Can you retype, without any changes, the lines of the records that begin with the line containing "Given the photograph above, point out the pine" and continue through the final line of the records?

*-*-*

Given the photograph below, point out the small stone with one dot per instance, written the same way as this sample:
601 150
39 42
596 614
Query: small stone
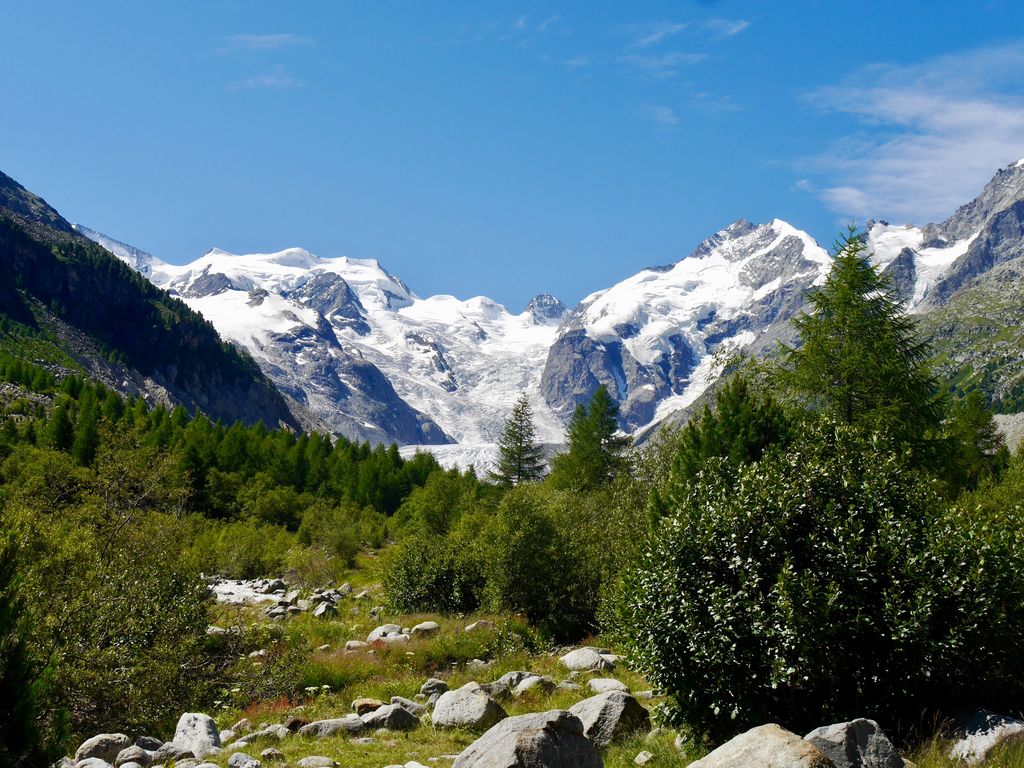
365 706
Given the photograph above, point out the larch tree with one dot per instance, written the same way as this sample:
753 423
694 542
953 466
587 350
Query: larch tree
520 459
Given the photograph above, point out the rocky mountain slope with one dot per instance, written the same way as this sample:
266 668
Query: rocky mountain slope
68 295
365 356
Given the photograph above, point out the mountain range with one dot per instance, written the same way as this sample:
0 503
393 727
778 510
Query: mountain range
355 352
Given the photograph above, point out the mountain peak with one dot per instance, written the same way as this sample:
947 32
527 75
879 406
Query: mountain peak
545 308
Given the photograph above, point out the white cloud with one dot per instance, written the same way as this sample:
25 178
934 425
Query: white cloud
726 27
263 42
659 114
655 33
273 81
932 134
662 66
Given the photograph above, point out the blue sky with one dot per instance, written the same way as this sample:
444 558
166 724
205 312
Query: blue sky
504 148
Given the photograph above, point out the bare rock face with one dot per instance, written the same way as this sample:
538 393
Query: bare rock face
610 716
468 707
104 745
197 732
858 743
548 739
766 747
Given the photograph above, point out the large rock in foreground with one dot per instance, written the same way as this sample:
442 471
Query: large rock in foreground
468 707
544 739
608 717
197 732
766 747
858 743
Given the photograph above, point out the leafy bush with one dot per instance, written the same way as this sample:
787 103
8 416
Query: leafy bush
823 583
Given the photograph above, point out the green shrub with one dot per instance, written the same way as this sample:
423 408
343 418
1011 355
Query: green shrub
823 583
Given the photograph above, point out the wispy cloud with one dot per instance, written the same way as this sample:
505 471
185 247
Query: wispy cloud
653 34
726 27
662 66
930 135
237 43
659 114
279 81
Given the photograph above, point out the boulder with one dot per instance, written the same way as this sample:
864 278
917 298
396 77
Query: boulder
392 717
133 754
412 707
105 747
325 610
364 706
604 684
433 685
552 739
314 761
324 728
766 747
241 760
426 629
468 707
383 631
982 732
858 743
586 659
197 732
608 717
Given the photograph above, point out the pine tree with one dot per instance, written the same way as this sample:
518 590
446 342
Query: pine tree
521 460
595 449
19 743
859 358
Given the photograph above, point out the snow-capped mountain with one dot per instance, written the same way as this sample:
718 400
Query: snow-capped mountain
365 356
651 339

*-*-*

→ **OUTPUT OF THE TASK**:
Given the photograph above, point out the pine tree with one dot per instance, written the same way as this sample:
518 590
446 342
Query: pine tree
521 460
595 449
19 743
859 358
Given the photograph above, point out the snow-capped mountain with one dot per instance, written the same way as this sample:
718 400
Query: snow-capped mountain
365 356
651 339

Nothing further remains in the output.